Task requirements:
- A) Based on the article on import substitution, say whether each statement agrees with it, answering yes or no and quoting the deciding words: (i) Nzenza is reaching out to the Agriculture ministry and the Mines and Mining Development ministry; (ii) the Covid-19 pandemic led the government to slow down the process; (iii) locally manufactured goods on the market decreased during the Covid-19 lockdowns.
- B) Transcribe the part of the article on import substitution that opens with the words containing "INDUSTRY and Commerce minister" and closes with "closure of borders.".
- C) Pick up the article on import substitution after its final sentence and write its continuation.

Given text:
==*==
INDUSTRY and Commerce minister Sekai Nzenza is engaging private players in the manufacturing sector to craft an import-substitution policy.
Nzenza said the move was aimed at boosting the production of basic goods.
She said while this has been on the cards for a long time, the government has been forced to expedite the process due to the Covid-19 pandemic, which resulted in closure of borders.
“I wish to emphasise three key angles. As minister of Industry and Commerce, I am ready to implement the NDS-1 (National Development Strategy-1) and am totally driven by the local content strategy focusing on import substitution, pushing or promoting or increasing production using local resources, creating employment and introducing innovation,” Nzenza said.
“The value chains include: fertiliser, cotton, leather, soya beans, pharmaceuticals, steel, granite, sugar, tobacco, and others. I am reaching out to the Agriculture ministry and that of Mines and Mining Development to promote these import-substitution value chains. I am engaging the private sector and strengthening the government relationships with them,” she said.
Over the past year under Covid-19 lockdowns, Nzenza added, there has been a marked increase in locally manufactured goods on the market.
==*==
Data supplied:
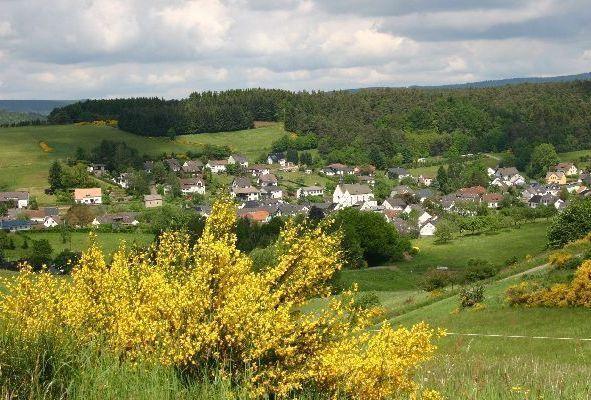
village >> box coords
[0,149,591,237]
==*==
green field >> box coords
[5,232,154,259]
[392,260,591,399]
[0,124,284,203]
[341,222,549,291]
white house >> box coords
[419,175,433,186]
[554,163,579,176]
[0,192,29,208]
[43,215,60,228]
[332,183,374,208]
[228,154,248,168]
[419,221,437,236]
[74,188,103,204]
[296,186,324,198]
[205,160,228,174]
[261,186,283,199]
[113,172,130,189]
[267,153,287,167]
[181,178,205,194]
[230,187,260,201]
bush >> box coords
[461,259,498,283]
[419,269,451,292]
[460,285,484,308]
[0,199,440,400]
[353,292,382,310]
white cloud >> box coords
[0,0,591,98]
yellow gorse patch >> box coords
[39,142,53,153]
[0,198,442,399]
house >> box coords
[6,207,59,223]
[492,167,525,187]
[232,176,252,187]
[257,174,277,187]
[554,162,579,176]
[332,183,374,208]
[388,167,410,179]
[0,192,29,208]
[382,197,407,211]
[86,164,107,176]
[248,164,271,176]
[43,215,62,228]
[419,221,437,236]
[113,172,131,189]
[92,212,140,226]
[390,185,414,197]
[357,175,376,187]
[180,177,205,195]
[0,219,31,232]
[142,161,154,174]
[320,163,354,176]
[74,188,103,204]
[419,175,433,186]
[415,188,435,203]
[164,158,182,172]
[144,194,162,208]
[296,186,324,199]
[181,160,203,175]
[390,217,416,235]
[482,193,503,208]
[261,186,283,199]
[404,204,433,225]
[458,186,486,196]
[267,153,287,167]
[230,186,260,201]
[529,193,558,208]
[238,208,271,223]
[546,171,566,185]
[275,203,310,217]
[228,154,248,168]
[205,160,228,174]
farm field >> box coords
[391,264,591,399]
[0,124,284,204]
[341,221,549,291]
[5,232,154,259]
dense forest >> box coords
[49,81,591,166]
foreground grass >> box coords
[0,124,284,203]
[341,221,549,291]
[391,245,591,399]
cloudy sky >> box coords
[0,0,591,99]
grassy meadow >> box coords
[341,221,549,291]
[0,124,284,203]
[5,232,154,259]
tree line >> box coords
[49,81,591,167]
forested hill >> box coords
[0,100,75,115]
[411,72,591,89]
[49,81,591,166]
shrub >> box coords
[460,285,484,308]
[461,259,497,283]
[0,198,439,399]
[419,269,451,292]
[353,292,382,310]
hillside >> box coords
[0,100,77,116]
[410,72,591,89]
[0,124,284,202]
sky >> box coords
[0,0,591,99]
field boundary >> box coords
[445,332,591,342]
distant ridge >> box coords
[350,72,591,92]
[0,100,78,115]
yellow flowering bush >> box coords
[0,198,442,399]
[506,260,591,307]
==*==
Answers by task:
- A)
(i) Yes: "I am reaching out to the Agriculture ministry and that of Mines and Mining Development"
(ii) No: "the government has been forced to expedite the process due to the Covid-19 pandemic"
(iii) No: "there has been a marked increase in locally manufactured goods on the market"

- B)
INDUSTRY and Commerce minister Sekai Nzenza is engaging private players in the manufacturing sector to craft an import-substitution policy.
Nzenza said the move was aimed at boosting the production of basic goods.
She said while this has been on the cards for a long time, the government has been forced to expedite the process due to the Covid-19 pandemic, which resulted in closure of borders.

- C)
“The ministry developed the Local Content Strategy that seeks to foster local value addition through utilisation of domestic resources and localisation of supply chains. The Covid-19 pandemic has resulted in the closure of borders, thereby affecting global and regional value chains. In this regard, companies have had to quickly implement strategies of producing products. The producers have taken advantage of the stable foreign currency auction system by accessing the required foreign exchange to import raw materials.
“A recent study done by the ministry has since revealed that the shelf occupancy of local products has increased to between 80%-90%. The value chains incorporating the agricultural inputs, packaging, transport and commerce stand to benefit from this multiplier effect of producing locally. To buttress the Local Content Strategy, Treasury has indicated its support to the Buy Zimbabwe programme,” she said.
Nzenza indicated that her ministry was working closely with companies to improve the uptake of contract farming for easy access of raw materials, especially wheat and maize. The import substitution strategy, she said, would help significantly cut the prices of goods, contrary to reports that this would result in price hikes.
“There has been a significant increase in the number of millers interested in participating in wheat contract farming. The Ministry is working together with the private sector to promote wheat contract farming,” she said.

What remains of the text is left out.